Exercise brief:
Output what the records say, word for word, with no images.

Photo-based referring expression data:

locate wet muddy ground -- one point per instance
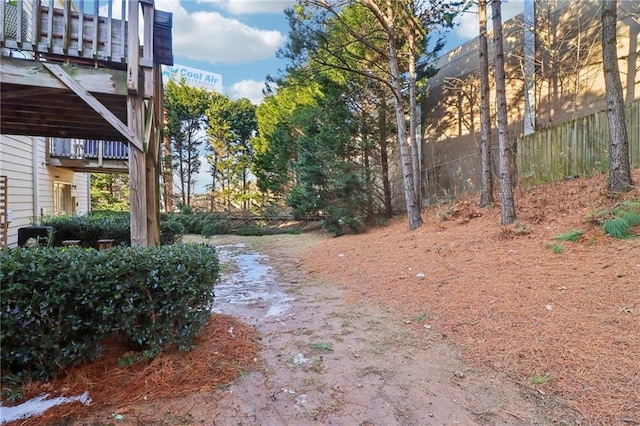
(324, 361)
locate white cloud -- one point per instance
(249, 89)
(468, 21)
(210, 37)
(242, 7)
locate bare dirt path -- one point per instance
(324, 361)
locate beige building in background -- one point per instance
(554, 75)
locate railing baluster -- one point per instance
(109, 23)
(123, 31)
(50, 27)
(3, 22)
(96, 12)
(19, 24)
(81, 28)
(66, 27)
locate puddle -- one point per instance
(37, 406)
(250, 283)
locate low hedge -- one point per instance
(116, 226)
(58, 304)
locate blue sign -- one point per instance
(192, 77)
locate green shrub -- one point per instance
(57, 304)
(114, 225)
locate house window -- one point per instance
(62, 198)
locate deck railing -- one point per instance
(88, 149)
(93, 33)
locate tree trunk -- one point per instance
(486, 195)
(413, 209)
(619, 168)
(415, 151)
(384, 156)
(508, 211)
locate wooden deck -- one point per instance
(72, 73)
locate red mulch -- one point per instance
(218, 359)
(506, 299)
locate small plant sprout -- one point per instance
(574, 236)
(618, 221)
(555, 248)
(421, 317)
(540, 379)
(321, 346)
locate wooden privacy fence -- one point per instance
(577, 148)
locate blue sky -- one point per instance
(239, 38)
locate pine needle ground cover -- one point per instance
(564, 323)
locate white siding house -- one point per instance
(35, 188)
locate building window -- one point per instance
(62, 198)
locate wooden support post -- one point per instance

Response area:
locate wet muddy ground -- one point per instance
(324, 361)
locate white cloud -- one point per instance
(249, 89)
(468, 21)
(210, 37)
(242, 7)
locate bare dirt path -- one point per instance
(324, 361)
locate beige building in background -- one point per instance
(554, 75)
locate railing baluster -- one point per instance
(109, 23)
(123, 31)
(50, 27)
(3, 22)
(96, 12)
(19, 24)
(81, 28)
(66, 27)
locate puddle -- one point per instance
(37, 406)
(250, 283)
locate low hedge -- one point per instance
(116, 226)
(58, 304)
locate blue sign -- one point per instance
(192, 77)
locate green shrub -- one point per instance
(57, 304)
(114, 225)
locate house window -- one point per instance
(62, 198)
locate deck railing -- one point per instance
(88, 149)
(93, 33)
locate tree trunk -- one point per instance
(486, 195)
(413, 209)
(619, 168)
(415, 151)
(384, 156)
(508, 211)
locate wooden deck -- one point per instance
(72, 73)
locate red mulch -- one point per instance
(218, 359)
(506, 299)
locate small plant sprout -- one point per instance
(574, 236)
(618, 221)
(555, 248)
(421, 317)
(540, 379)
(321, 346)
locate wooden privacy fence -- one point per instance
(577, 148)
locate blue sky -- one point per instance
(239, 38)
locate pine needle ground cover -- one point per instance
(564, 323)
locate white siding house -- one point per instance
(35, 188)
locate building window -- one point per instance
(62, 198)
locate wooden support post -- one point per instance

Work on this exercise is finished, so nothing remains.